*Description of the task*
Leave the pictures out, and transcribe the material below exactly from the line with "Target: giant clock face" to the line with "Target: cloud", both lines included.

=== Begin Enclosure ===

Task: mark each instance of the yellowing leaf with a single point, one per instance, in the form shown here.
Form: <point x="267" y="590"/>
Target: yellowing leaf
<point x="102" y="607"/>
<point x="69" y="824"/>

=== End Enclosure ===
=== Begin Enclosure ===

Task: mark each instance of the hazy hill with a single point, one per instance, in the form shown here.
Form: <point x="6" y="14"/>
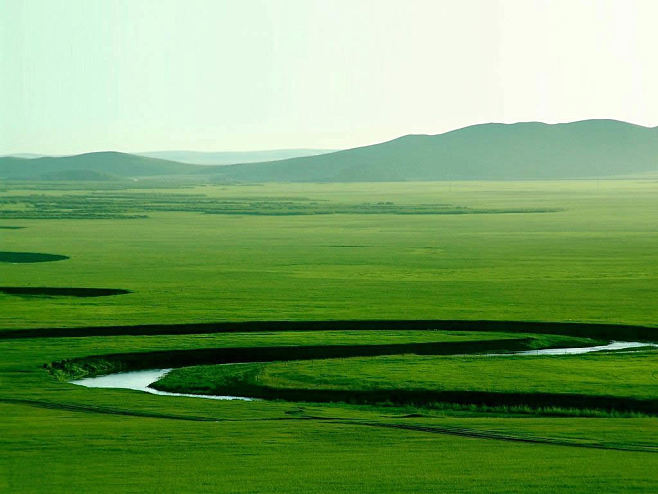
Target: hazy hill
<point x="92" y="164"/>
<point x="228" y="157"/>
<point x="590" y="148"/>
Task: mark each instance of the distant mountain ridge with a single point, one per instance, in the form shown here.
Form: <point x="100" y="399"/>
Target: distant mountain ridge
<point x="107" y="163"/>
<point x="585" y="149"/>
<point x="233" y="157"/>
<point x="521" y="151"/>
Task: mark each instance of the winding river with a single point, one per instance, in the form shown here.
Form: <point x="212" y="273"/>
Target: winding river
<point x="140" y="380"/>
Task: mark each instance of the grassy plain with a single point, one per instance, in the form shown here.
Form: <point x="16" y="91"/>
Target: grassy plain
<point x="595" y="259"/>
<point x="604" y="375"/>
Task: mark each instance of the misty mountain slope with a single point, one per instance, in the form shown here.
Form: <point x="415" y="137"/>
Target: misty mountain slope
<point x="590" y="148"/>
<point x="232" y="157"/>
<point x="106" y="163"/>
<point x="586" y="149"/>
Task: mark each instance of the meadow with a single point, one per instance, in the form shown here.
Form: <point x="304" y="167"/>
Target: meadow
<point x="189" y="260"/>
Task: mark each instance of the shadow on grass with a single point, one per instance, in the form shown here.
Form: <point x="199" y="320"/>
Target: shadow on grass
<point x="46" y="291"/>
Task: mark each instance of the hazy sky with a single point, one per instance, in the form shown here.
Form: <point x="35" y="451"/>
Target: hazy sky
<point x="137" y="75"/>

=== End Enclosure ===
=== Begin Enclosure ===

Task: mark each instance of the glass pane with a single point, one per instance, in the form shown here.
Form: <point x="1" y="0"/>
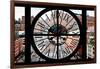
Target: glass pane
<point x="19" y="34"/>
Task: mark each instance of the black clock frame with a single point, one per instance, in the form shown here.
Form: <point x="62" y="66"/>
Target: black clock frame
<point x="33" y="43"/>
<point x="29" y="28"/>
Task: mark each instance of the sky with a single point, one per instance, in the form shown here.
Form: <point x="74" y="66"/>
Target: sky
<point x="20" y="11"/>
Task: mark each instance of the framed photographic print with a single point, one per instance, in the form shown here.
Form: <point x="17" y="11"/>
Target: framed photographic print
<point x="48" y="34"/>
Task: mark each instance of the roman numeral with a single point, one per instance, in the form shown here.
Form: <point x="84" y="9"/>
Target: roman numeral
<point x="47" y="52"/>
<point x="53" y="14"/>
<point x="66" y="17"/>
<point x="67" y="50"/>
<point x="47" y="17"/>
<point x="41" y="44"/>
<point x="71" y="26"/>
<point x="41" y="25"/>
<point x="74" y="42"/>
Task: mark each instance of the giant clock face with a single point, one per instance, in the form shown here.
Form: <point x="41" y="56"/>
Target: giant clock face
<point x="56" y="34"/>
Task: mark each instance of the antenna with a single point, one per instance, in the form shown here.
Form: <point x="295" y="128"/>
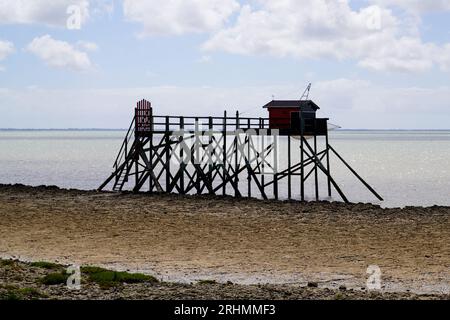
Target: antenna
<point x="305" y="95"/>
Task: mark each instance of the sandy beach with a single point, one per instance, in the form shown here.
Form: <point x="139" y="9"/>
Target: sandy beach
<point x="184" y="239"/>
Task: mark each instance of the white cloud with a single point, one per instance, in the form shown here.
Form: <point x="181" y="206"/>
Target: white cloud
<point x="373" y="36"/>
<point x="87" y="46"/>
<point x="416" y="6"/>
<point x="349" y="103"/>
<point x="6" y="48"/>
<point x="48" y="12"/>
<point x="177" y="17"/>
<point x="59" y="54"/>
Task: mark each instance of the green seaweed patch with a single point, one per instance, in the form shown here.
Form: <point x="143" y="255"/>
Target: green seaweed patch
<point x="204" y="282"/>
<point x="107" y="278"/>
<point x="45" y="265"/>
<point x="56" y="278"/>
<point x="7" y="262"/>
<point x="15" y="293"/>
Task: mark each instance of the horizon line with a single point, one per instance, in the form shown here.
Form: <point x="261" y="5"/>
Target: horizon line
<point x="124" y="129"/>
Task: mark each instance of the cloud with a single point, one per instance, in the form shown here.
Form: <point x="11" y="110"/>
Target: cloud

=== End Enclosure ===

*Answer to this task*
Target: giant clock face
<point x="56" y="34"/>
Task: mark each instance of the antenna with a single point, one per instance, in the form shown here.
Form: <point x="295" y="128"/>
Target: antenna
<point x="305" y="95"/>
Task: mark each instance of the sandy beach with a single point, one per instance, in the form shown here.
Form: <point x="139" y="9"/>
Target: sandy beach
<point x="184" y="239"/>
Task: mark each instance of the white cloud with a single point, one per instance, in the form shown here.
Form: <point x="181" y="206"/>
Target: white cloud
<point x="373" y="36"/>
<point x="87" y="46"/>
<point x="416" y="6"/>
<point x="349" y="103"/>
<point x="6" y="48"/>
<point x="48" y="12"/>
<point x="177" y="17"/>
<point x="59" y="54"/>
Task: mark each instance of the green seaweed patch with a single point, one per instance, in the form shown here.
Form: <point x="143" y="255"/>
Target: green seaweed patch
<point x="204" y="282"/>
<point x="107" y="278"/>
<point x="45" y="265"/>
<point x="56" y="278"/>
<point x="7" y="262"/>
<point x="15" y="293"/>
Task: mark each instance of the horizon line with a single point, one per instance, in the form shown here.
Form: <point x="261" y="5"/>
Target: horizon line
<point x="124" y="129"/>
Task: mark each instance of the cloud with a single point, one per instance, in the form shown here.
Form: <point x="11" y="110"/>
Target: cloud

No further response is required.